## Start Data section
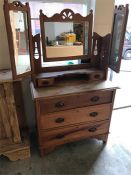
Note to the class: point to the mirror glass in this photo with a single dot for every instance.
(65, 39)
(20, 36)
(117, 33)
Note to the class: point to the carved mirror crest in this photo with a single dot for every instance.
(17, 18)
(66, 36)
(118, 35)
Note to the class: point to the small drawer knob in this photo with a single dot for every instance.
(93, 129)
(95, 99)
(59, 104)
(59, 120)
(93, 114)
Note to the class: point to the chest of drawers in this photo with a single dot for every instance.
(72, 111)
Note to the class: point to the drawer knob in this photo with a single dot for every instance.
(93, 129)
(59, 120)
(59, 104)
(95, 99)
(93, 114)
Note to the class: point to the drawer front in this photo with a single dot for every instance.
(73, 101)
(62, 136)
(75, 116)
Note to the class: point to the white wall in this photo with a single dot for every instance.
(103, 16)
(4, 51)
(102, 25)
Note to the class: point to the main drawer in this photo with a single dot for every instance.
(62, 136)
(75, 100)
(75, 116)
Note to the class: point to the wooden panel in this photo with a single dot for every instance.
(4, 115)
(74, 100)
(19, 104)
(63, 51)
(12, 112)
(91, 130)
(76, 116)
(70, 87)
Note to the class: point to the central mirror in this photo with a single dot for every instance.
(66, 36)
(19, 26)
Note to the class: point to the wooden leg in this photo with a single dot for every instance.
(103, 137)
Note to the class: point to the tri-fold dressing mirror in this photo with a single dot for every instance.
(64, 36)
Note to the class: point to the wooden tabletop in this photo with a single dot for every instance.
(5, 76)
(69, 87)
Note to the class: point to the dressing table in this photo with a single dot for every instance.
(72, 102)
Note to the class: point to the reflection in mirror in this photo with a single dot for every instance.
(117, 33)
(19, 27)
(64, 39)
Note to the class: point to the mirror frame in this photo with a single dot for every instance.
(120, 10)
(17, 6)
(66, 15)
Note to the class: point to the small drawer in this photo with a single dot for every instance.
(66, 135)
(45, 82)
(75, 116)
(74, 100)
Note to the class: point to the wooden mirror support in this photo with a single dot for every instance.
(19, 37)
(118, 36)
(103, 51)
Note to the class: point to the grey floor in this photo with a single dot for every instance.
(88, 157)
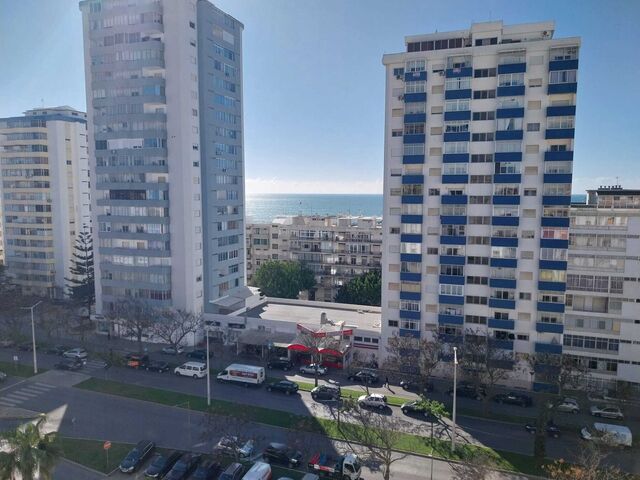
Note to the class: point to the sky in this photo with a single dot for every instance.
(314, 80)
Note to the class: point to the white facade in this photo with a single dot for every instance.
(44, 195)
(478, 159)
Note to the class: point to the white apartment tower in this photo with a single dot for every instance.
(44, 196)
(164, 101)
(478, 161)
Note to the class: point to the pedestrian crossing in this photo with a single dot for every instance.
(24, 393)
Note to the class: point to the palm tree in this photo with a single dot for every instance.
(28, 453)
## End Data section
## Start Data section
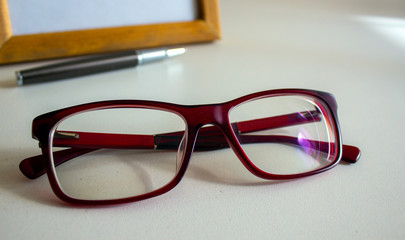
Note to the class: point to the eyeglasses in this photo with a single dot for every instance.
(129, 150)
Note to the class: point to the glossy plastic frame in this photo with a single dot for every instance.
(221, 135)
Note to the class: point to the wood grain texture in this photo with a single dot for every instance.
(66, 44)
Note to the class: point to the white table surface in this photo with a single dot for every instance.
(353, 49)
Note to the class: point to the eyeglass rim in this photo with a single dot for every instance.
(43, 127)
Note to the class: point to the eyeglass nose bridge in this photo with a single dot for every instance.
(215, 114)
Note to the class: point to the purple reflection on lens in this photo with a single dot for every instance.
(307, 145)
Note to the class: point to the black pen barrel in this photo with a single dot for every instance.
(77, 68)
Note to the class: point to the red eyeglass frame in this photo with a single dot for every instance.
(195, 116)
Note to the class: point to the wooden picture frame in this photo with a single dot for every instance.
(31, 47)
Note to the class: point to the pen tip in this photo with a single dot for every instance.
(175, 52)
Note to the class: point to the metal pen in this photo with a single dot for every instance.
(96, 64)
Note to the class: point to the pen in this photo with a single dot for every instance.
## End Data section
## Start Data section
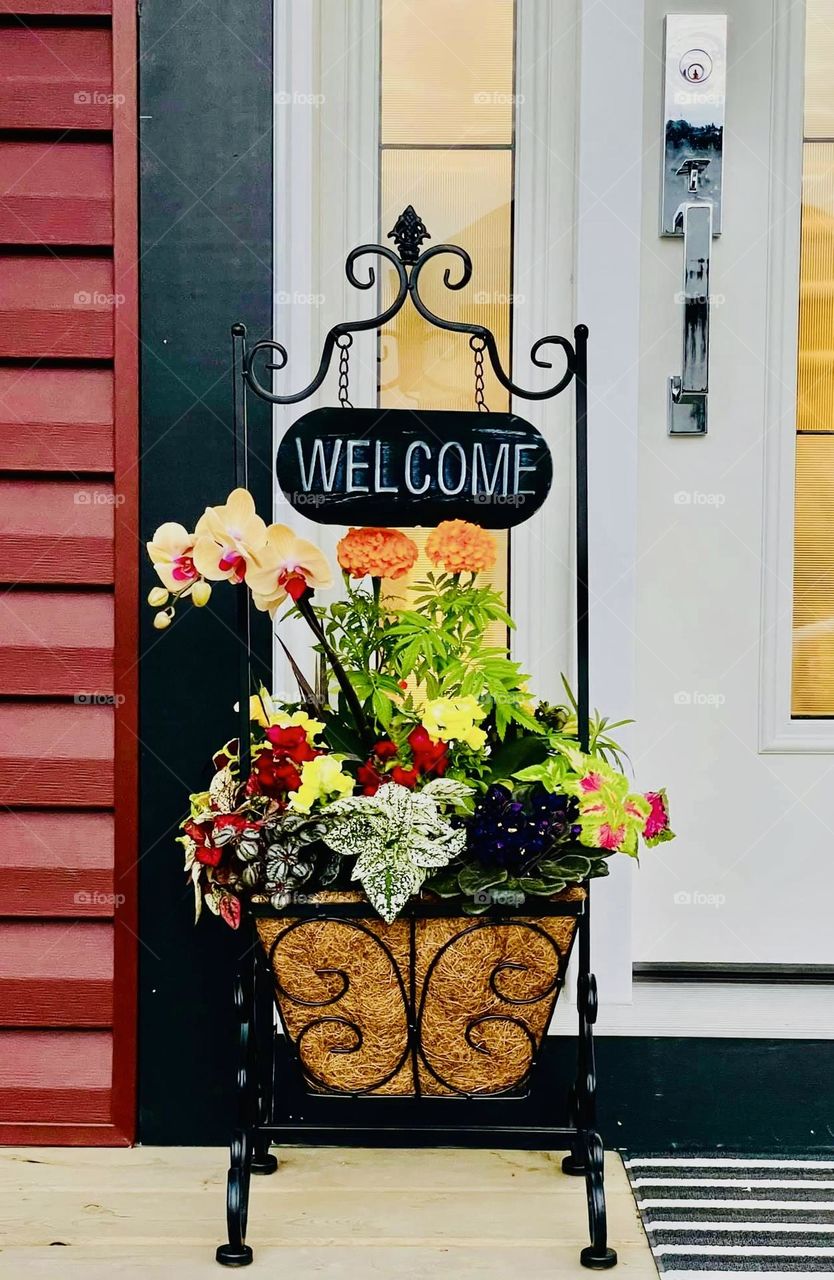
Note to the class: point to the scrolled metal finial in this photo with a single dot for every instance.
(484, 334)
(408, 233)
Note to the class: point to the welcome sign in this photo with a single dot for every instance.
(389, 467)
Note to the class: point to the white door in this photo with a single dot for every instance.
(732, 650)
## End Data section
▶ **Your objective**:
Report every line in the entries above that contains the word "mirror", matching case exactly.

▶ **Completed task**:
Note to the class: point to the mirror glass in this photo with a single dot for every instance.
Note to the class: point to the carved mirror crest in this photo with a single dot for every instance.
Note to the class: point to the central mirror in this photo with a single dot for every instance.
Note to the class: point to the tri-fold dressing mirror in this photo with a single dot for every instance.
Note to the class: point to the reflection in mirror in this photo with a single dot for every instance.
Note to the class: point to the mirror frame in this photo with a single dot for every instance.
Note to the class: point to the wooden mirror support in this photo with a single dot for every instance.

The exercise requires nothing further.